> _INSTRUCTIONS TO FOLLOW_
This exercise calls for an exact copy of the listing, with no pictures kept.

[Start of Attachment]

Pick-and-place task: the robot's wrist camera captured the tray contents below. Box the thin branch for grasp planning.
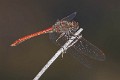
[33,28,83,80]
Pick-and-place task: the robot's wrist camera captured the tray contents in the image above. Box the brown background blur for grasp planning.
[0,0,120,80]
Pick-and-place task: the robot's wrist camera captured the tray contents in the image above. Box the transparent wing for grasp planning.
[49,32,94,68]
[68,47,94,68]
[61,12,77,21]
[49,32,62,45]
[49,31,105,67]
[73,37,105,61]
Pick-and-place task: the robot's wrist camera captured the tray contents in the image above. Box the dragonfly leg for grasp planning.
[61,49,66,58]
[69,31,82,40]
[61,34,82,59]
[56,33,65,42]
[67,35,82,48]
[61,46,67,58]
[61,52,64,58]
[56,33,65,46]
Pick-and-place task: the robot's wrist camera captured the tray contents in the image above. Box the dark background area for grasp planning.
[0,0,120,80]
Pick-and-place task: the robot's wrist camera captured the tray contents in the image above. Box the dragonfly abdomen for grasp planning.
[11,27,53,46]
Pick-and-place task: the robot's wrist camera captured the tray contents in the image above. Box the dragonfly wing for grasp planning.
[49,32,94,68]
[73,37,105,61]
[49,32,68,46]
[61,12,77,21]
[49,32,60,45]
[68,47,94,68]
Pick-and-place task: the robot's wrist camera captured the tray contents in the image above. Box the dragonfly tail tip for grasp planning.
[10,44,16,47]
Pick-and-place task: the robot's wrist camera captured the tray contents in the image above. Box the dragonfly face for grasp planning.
[53,20,79,34]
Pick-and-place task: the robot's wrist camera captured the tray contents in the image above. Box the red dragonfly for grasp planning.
[11,12,105,68]
[10,12,78,46]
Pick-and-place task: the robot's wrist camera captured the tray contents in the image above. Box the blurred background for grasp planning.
[0,0,120,80]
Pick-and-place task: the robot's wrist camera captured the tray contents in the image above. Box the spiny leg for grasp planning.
[56,33,65,46]
[56,33,65,42]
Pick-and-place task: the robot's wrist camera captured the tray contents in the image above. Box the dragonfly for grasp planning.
[10,12,105,68]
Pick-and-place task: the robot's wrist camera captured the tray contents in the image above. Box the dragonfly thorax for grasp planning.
[53,20,79,33]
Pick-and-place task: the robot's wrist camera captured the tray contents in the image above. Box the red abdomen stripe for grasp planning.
[11,27,53,46]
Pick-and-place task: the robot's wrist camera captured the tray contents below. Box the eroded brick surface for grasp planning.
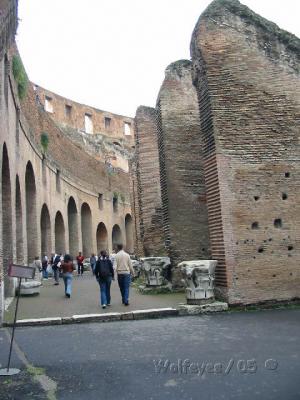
[134,106,166,256]
[191,0,300,303]
[156,61,211,285]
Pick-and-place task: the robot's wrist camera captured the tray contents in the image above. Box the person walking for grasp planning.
[52,253,61,285]
[115,244,134,306]
[59,254,74,298]
[90,253,97,275]
[41,254,48,280]
[95,251,114,309]
[76,252,84,276]
[33,256,42,284]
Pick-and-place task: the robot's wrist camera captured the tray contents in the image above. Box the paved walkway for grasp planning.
[1,309,299,399]
[5,272,185,322]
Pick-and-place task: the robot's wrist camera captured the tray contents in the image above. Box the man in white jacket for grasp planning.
[115,244,134,306]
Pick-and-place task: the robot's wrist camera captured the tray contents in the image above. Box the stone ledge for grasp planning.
[132,308,178,320]
[3,304,228,327]
[72,313,121,323]
[178,302,228,315]
[120,312,134,320]
[14,317,62,327]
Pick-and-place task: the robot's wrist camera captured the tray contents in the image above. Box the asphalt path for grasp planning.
[1,308,299,399]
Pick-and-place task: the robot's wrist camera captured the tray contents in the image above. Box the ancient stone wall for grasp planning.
[0,44,134,325]
[191,0,300,304]
[156,60,211,285]
[134,106,166,257]
[35,85,135,146]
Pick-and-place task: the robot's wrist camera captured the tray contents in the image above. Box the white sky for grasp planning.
[17,0,300,117]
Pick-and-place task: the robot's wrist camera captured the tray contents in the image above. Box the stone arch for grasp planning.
[25,161,38,263]
[112,224,122,250]
[81,202,92,257]
[68,197,78,258]
[55,211,65,254]
[125,214,134,254]
[40,204,51,258]
[96,222,108,254]
[15,175,24,264]
[2,143,13,296]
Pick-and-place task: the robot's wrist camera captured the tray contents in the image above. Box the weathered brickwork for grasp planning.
[128,155,143,257]
[35,85,135,146]
[191,0,300,304]
[156,61,211,285]
[134,106,166,256]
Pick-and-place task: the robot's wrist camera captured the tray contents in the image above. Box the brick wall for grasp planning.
[191,0,300,303]
[156,60,211,285]
[134,106,166,257]
[35,85,135,146]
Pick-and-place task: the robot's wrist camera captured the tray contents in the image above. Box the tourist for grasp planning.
[60,254,74,298]
[33,256,42,283]
[41,254,48,280]
[110,248,117,270]
[52,253,61,285]
[76,251,84,276]
[115,244,134,306]
[95,251,114,309]
[90,253,97,275]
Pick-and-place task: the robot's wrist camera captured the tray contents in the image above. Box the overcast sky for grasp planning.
[17,0,300,117]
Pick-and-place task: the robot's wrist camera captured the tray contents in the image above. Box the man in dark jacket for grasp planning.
[95,251,114,309]
[52,253,61,285]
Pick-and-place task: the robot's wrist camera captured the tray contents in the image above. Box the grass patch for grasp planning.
[26,365,45,376]
[12,55,28,100]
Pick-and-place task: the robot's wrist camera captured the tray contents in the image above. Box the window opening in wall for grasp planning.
[98,193,103,209]
[251,222,259,229]
[85,113,93,134]
[45,96,53,113]
[282,193,288,200]
[56,170,61,192]
[113,195,118,212]
[274,218,282,228]
[124,122,131,135]
[285,172,290,178]
[105,117,111,129]
[65,104,72,118]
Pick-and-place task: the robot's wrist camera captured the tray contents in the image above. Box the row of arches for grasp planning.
[40,203,133,256]
[1,143,134,296]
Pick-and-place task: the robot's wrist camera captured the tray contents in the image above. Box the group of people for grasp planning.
[37,244,134,307]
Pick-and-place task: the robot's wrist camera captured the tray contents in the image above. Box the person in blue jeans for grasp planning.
[115,244,134,306]
[60,254,74,298]
[95,251,114,309]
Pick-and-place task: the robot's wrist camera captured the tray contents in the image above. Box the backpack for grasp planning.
[98,259,111,279]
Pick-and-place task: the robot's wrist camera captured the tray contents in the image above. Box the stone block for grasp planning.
[178,302,228,315]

[End of Attachment]

> _EXERCISE SOLUTION_
Pick-and-place task: the robot's wrist camera captured the tray contents below. Box the thin branch for grasp planning.
[33,28,83,80]
Pick-and-place task: the robot's wrist camera captured the tray contents in the image above. Box the brown background blur for grasp planning.
[0,0,120,80]
Pick-and-place task: the robot's wrist camera captured the tray contents in the image above. Box the transparent wing for grasp planning.
[49,32,94,68]
[68,47,94,68]
[61,12,77,21]
[49,32,62,45]
[49,31,105,67]
[73,37,105,61]
Pick-and-place task: the robot's wrist camera captured the tray contents in the image above. Box the dragonfly leg for grasp planning.
[61,49,66,58]
[69,31,82,40]
[61,34,82,59]
[56,33,65,42]
[67,35,82,48]
[61,46,67,58]
[61,52,64,58]
[56,33,65,46]
Pick-and-place task: the robot's wrist camera captured the tray contents in the image above. Box the dark background area for grasp planning.
[0,0,120,80]
Pick-and-place task: the robot's wrist camera captured the tray contents in the image above. Box the dragonfly abdomen for grasp planning.
[11,27,53,46]
Pick-and-place task: the robot's wrist camera captured the tray contents in the image above. Box the dragonfly wing for grasp planning.
[49,32,94,68]
[73,37,105,61]
[49,32,68,46]
[61,12,77,21]
[49,32,60,45]
[68,47,94,68]
Pick-and-place task: the robot's wrist camera captured the tray contents in the image above. Box the dragonfly tail tip for grasp planning.
[10,44,16,47]
Pick-and-place task: the robot's wrist camera captured the tray contents in the image above. Box the dragonfly face for grasp planning.
[53,20,79,34]
Pick-and-place task: the robot's wrist camera captured the tray contents in the image above. Box the red dragonfly for grasp planning.
[11,12,105,68]
[10,12,78,46]
Pick-and-place task: the robot's wrist camera captured the tray contents in the image above. Box the blurred background for grasp planning.
[0,0,120,80]
Pick-and-place task: the robot's wrist camera captured the tray contents in the image above. Box the spiny leg for grasp planning.
[56,33,65,46]
[56,33,65,42]
Pick-and-place task: the robot's wrist camera captured the tray contents in the image above. Box the dragonfly for grasp planning.
[10,12,105,68]
Pick-and-place task: the robot's wrist camera captured the tray contents in the image above. Box the dragonfly thorax for grasp planning.
[53,20,79,33]
Pick-and-place task: the robot's wrist camera captured the tray contents in the image above. Box the red abdomen stripe for grasp planning.
[11,27,53,46]
Pick-and-place task: the robot's wrist camera captured the tray contents below. Box the eroded brick surface for grasp planning.
[134,106,166,256]
[191,0,300,303]
[156,61,211,285]
Pick-and-place task: the robot's wrist camera captured the tray contents in the image above. Box the person walking for grasp planning.
[52,253,61,285]
[115,244,134,306]
[59,254,74,298]
[90,253,97,275]
[41,254,48,280]
[95,251,114,309]
[76,252,84,276]
[33,256,42,284]
Pick-and-place task: the robot's wrist camera captured the tray contents in the image above. Box the paved walkway for grasp planning.
[1,309,299,399]
[5,272,185,322]
Pick-and-place task: the robot's wrist camera captured the tray contents in the image above. Box the man in white jacket for grasp planning.
[115,244,134,306]
Pick-and-place task: the robot's wrist camera captured the tray contents in the image above. Box the stone ledge for grasp planning.
[132,308,178,320]
[3,304,228,327]
[72,313,121,323]
[178,302,228,315]
[120,312,134,320]
[14,317,62,327]
Pick-and-place task: the robot's wrist camera captured the tray contents in the image above. Box the asphalt path for grasp planning.
[1,308,299,399]
Pick-and-place task: the robot's wrist camera captured the tray contents in the image above. Box the ancient stone wall for grasp planning.
[0,44,134,325]
[191,0,300,304]
[156,60,211,285]
[134,106,166,257]
[35,85,135,146]
Pick-and-place task: the robot's wrist camera captured the tray contents in the image above. Box the white sky for grasp planning.
[17,0,300,117]
Pick-and-place task: the robot's wrist camera captured the tray contents in the image above. Box the stone arch for grasp planning.
[25,161,38,263]
[112,224,122,250]
[81,202,92,257]
[68,197,78,258]
[55,211,65,254]
[125,214,134,254]
[40,204,51,258]
[96,222,108,254]
[15,175,24,264]
[2,143,13,296]
Pick-and-place task: the robot's wrist camera captured the tray contents in the image above. Box the weathered brickwork for grasp planning.
[128,155,143,257]
[35,85,135,146]
[191,0,300,304]
[156,61,211,285]
[134,106,166,256]
Pick-and-place task: the robot's wrist camera captured the tray contents in the image above. Box the brick wall for grasp planning.
[191,0,300,303]
[156,60,211,285]
[134,106,166,257]
[35,85,135,146]
Pick-and-place task: the robot's wrist camera captured the tray contents in the image above. Box the tourist for grasp planning.
[60,254,74,298]
[33,256,42,283]
[41,254,48,280]
[110,248,117,270]
[52,253,61,285]
[76,251,84,276]
[115,244,134,306]
[95,251,114,309]
[90,253,97,275]
Pick-and-place task: the robot's wrist camera captured the tray contents in the image above. Box the overcast sky for grasp planning.
[17,0,300,117]
Pick-and-place task: the robot's wrist camera captured the tray contents in the image above. Box the man in dark jacket for grasp planning.
[95,251,114,309]
[52,253,61,285]
Pick-and-place task: the robot's wrist camera captured the tray contents in the image above. Box the grass patch for grasp planning.
[26,365,45,376]
[12,55,28,100]
Pick-and-place task: the robot's wrist camera captured the tray contents in the image above. Box the window opening in wall for grasp planning.
[98,193,103,209]
[251,222,259,229]
[85,113,93,134]
[45,96,53,113]
[282,193,288,200]
[56,170,61,192]
[113,195,118,212]
[274,218,282,228]
[124,122,131,135]
[285,172,290,178]
[105,117,111,129]
[65,104,72,118]
Pick-and-place task: the robot's wrist camera captured the tray contents in the image above. Box the row of arches for grasp planning.
[40,203,133,256]
[1,143,134,296]
Pick-and-place task: the robot's wrist camera captured the tray contents in the image above. Box the group of people for grasp planning.
[37,244,134,307]
Pick-and-place task: the robot's wrist camera captured the tray contents in the image above. Box the person in blue jeans for grasp planning.
[115,244,134,306]
[60,254,74,298]
[95,251,114,309]
Pick-and-place task: the robot's wrist camera captured the tray contents in the image above. Box the backpack for grasp planning.
[98,259,111,279]
Pick-and-place task: the robot's wrist camera captured the tray contents in the image above. Box the stone block for grasp planning.
[178,302,228,315]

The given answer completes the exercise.